Report the number of lines in the material below that contain "blurry", without any other words.
━━ Records for this exercise ━━
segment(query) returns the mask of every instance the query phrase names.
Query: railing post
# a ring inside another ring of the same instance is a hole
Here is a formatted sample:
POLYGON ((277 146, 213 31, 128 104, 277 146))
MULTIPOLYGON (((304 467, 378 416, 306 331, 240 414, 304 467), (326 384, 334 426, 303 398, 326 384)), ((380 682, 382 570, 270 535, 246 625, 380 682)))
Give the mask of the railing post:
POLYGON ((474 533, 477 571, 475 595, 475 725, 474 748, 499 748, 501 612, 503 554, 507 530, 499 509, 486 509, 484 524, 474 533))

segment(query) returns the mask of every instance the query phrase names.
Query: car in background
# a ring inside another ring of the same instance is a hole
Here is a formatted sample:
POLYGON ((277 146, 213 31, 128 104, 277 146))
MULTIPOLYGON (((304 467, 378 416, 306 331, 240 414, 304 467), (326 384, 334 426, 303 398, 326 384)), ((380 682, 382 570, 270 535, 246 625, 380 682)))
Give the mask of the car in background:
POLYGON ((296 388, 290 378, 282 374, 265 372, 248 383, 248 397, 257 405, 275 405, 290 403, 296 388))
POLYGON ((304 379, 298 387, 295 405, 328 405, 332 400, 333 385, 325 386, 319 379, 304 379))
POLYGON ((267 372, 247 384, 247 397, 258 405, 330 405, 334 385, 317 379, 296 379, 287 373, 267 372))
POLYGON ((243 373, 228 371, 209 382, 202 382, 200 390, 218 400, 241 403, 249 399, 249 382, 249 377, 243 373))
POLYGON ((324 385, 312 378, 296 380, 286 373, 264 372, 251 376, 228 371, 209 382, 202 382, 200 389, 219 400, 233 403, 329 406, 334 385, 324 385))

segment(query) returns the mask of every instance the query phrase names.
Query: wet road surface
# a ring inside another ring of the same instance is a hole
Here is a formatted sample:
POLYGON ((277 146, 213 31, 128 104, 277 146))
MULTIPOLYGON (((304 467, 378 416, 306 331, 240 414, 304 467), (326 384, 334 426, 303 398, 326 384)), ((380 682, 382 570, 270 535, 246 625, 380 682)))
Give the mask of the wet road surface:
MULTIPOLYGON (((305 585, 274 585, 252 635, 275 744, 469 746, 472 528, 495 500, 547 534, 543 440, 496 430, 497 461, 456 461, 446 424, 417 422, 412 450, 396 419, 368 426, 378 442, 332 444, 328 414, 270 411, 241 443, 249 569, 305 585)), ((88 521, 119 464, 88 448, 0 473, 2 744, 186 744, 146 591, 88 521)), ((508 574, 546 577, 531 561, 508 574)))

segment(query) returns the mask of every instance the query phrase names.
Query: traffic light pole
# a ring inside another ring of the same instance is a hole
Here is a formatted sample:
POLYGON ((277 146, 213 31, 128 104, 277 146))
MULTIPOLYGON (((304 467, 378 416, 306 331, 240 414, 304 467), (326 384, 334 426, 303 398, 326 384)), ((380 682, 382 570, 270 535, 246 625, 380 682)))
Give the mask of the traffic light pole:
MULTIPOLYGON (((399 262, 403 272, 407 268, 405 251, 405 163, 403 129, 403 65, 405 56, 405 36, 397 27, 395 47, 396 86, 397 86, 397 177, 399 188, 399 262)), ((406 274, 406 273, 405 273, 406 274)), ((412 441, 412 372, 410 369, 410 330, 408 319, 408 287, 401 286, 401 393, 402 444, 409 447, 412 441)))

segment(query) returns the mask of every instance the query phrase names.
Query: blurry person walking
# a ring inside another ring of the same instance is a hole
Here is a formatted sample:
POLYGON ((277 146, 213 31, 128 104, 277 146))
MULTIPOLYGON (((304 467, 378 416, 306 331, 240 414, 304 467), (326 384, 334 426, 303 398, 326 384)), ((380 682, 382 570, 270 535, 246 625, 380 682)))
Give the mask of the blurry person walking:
━━━
### Answer space
2